Objective:
Copy out the entries below precisely; nothing is to be omitted.

Provided records:
## begin

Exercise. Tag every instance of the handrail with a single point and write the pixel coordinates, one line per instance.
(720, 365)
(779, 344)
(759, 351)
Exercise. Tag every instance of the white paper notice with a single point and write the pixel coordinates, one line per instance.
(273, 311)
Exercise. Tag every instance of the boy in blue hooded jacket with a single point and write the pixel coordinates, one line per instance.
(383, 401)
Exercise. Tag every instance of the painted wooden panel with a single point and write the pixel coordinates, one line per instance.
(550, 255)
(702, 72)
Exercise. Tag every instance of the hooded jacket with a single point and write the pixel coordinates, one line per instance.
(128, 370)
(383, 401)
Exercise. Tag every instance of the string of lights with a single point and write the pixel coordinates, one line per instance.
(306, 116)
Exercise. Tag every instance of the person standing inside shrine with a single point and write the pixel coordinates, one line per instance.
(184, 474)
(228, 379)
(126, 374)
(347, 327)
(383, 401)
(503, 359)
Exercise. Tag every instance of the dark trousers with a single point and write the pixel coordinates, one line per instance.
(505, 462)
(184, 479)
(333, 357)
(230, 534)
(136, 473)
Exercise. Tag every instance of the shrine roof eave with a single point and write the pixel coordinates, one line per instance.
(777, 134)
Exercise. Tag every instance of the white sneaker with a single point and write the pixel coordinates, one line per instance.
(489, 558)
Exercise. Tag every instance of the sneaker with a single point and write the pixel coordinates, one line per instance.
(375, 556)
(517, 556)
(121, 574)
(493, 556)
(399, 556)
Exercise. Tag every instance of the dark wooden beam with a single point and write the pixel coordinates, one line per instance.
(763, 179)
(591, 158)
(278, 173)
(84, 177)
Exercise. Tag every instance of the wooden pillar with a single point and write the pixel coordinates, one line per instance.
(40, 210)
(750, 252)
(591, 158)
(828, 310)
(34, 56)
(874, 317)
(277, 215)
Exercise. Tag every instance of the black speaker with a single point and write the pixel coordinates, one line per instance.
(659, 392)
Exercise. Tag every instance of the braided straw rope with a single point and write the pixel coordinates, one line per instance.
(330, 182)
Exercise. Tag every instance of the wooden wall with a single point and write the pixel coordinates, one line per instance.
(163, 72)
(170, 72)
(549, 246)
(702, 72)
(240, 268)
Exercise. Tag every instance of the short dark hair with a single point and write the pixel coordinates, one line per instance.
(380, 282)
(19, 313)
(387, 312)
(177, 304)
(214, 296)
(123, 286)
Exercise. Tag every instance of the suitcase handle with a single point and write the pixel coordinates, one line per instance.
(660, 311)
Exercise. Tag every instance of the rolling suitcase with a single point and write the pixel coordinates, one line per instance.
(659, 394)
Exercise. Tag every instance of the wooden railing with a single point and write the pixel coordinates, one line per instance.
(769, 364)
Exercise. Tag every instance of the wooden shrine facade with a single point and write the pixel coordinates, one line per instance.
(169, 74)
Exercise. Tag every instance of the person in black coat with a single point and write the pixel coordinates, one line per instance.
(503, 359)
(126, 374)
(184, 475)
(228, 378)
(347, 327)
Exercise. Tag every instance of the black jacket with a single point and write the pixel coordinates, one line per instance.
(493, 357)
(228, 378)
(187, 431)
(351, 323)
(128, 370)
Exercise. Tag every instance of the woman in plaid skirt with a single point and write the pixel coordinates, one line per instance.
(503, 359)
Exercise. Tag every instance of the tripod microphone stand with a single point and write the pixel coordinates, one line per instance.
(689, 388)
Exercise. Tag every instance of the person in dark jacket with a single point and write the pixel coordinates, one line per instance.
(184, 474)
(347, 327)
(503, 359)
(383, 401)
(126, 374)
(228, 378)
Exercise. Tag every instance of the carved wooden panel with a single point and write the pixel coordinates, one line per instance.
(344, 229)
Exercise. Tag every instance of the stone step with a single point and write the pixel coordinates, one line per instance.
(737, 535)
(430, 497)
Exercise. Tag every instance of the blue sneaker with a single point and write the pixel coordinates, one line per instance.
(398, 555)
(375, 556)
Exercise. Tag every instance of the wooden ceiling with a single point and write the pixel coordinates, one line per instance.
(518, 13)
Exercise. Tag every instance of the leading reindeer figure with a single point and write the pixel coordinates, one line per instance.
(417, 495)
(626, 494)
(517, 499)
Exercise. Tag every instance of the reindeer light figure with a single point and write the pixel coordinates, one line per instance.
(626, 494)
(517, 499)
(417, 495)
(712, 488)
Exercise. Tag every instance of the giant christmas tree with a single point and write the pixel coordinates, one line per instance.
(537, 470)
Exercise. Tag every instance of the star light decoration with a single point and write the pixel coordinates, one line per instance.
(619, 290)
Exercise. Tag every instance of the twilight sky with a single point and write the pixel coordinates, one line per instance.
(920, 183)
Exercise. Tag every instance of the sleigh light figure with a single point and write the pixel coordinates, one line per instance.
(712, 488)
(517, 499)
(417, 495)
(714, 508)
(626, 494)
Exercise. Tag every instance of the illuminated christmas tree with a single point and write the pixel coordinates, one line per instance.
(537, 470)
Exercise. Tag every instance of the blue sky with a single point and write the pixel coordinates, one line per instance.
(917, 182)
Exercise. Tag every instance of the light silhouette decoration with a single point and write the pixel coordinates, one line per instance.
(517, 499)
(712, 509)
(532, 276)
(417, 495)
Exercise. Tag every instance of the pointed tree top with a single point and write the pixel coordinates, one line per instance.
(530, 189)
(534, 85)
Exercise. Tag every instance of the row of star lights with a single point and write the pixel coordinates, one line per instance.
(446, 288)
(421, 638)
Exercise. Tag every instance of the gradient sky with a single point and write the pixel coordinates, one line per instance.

## end

Final result:
Exercise. Tag every instance of the handrail with a single point and write the pixel coordinates, one line per instance.
(720, 365)
(779, 344)
(759, 351)
Exercise. Tag every instance of the white paper notice with a single point and write the pixel coordinates, one line per instance.
(273, 311)
Exercise. Tag every instance of the boy in blue hooded jacket with a single point and write the pixel coordinates, one line per instance.
(383, 401)
Exercise. Tag every instance of the painted wooden panel with a single point and write the pixel coordinates, one line per instance.
(550, 255)
(702, 72)
Exercise. Tag every instance of the hooded jacket with a single point and write the pixel coordinates, one line per instance.
(128, 370)
(383, 401)
Exercise. Tag every instance of the string of lights with a single point and write the pixel coordinates, one line per instance.
(306, 116)
Exercise. Tag every instance of the person standing inside shrine with a single point and write the pixel coordinates, one line per instance.
(184, 474)
(228, 379)
(126, 374)
(347, 327)
(383, 401)
(503, 359)
Exercise. Tag every instance of the dark trousers with a single point and write the pixel coordinates, one line per instance.
(505, 462)
(184, 479)
(333, 357)
(230, 534)
(136, 473)
Exercise. Tag every instance of the shrine roof eave with a single point and write the pixel coordinates, one line per instance.
(777, 134)
Exercise. Tag every instance of the white sneaker with a single point and write the pixel coordinates, one line per instance.
(489, 558)
Exercise. Tag every instance of the sneaker with a single point and write the pixel coordinates, one line per instance.
(375, 556)
(517, 556)
(121, 574)
(493, 556)
(399, 556)
Exercise. Tag every instance of the dark wooden beam with a single point and write the pixel coordinates, one line per instance.
(763, 179)
(591, 158)
(278, 173)
(84, 177)
Exercise. Tag every instance of the wooden pillar with a single point and write the pixel coordinates, one line per instance.
(40, 210)
(750, 252)
(591, 158)
(828, 310)
(34, 56)
(874, 317)
(277, 215)
Exercise. Tag every instance of the black speaker with a single point and write the pixel coordinates, one line per instance.
(659, 392)
Exercise. Tag every instance of the braided straw rope with a single point and write the pixel coordinates, one line per instance.
(330, 182)
Exercise. Tag every instance of the wooden wall with a single point and write the pixel coordinates, one line per instance.
(163, 72)
(170, 72)
(549, 246)
(702, 72)
(240, 268)
Exercise. Tag every instance of the short dark hair with a single point and write the pixel coordinates, one line per instance.
(380, 282)
(19, 313)
(387, 312)
(177, 304)
(214, 296)
(123, 286)
Exercise. Tag every instance of the suitcase handle with a single point and write the pixel coordinates, one line per instance.
(660, 311)
Exercise. Tag every instance of the rolling suitcase with a single point and write the pixel coordinates, one line per instance.
(659, 394)
Exercise. Tag every instance of the wooden railing with a single point and write the pixel coordinates, one line per instance.
(769, 364)
Exercise. Tag every instance of the wooden shrine facade with a single point and write the pixel coordinates, one line per instance.
(169, 74)
Exercise. Tag every instance of the person in black coat with a single point and write the pixel coordinates, one line per instance.
(503, 359)
(126, 374)
(184, 475)
(228, 378)
(347, 327)
Exercise. Tag every instance of the black jacket with a single point and write the pixel coordinates, one line per instance.
(493, 357)
(228, 378)
(187, 431)
(351, 323)
(128, 370)
Exercise. Tag every instance of the woman in plaid skirt with a single point and write the pixel coordinates, one line per instance.
(503, 359)
Exercise. Tag every instance of the tripod microphone stand with a single point and write the pixel coordinates, one line per instance.
(689, 388)
Exercise. Tag every instance of the person in dark jacket with a single point and write the pixel coordinates, one line per instance.
(184, 474)
(347, 327)
(503, 359)
(383, 401)
(126, 374)
(228, 378)
Exercise. Tag every instance of the carved wooden panel with a single point and write the pixel coordinates, one line per instance.
(344, 229)
Exercise. Tag every instance of the stone step with a single point and write the pixel coordinates, one line per instance.
(737, 535)
(430, 497)
Exercise. Tag every instance of the blue sneaker with a single point and write the pixel coordinates, one line per instance.
(398, 555)
(375, 556)
Exercise. Tag every instance of the wooden ceiling with a single point and write the pixel coordinates, one line per instance.
(518, 13)
Exercise. Tag every instance of the leading reindeer figure with a single point and write the pixel coordinates, one line per instance.
(417, 495)
(626, 494)
(517, 499)
Exercise. Tag every instance of the reindeer light figure with a single point and write the pixel coordinates, one line per instance.
(626, 494)
(517, 499)
(417, 495)
(712, 488)
Exercise. Tag every instance of the giant christmas tree with a single point and write the pixel coordinates, one line per instance.
(537, 470)
Exercise. Tag every instance of the star light decoration with a single point and write the pixel coordinates, one line per instance.
(619, 290)
Exercise. Tag every instance of the twilight sky with a single point and write the pixel coordinates, one line per instance.
(920, 183)
Exercise. Tag every instance of the sleigh light figure with a single point and write the pixel coordinates, one line per instance.
(712, 488)
(517, 499)
(417, 495)
(714, 508)
(626, 494)
Exercise. Tag every instance of the illuminated christmas tree with a single point and write the pixel coordinates, one line per instance.
(537, 470)
Exercise. Tag every instance of the blue sky with a single point and write the pixel coordinates, one line per instance.
(917, 182)
Exercise. Tag every instance of the light silhouette decoration with a single point and write the pixel coordinates, one line per instance.
(517, 499)
(712, 509)
(532, 276)
(417, 495)
Exercise. Tag every instance of the pointed tree top with a single point and write the pixel coordinates, one line per instance.
(530, 189)
(534, 85)
Exercise. Tag every instance of the row of star lights with a single point and write the pixel coordinates, one line per instance.
(446, 288)
(421, 638)
Exercise. Tag every instance of the gradient sky with a single point and write the pixel coordinates, one line per instance.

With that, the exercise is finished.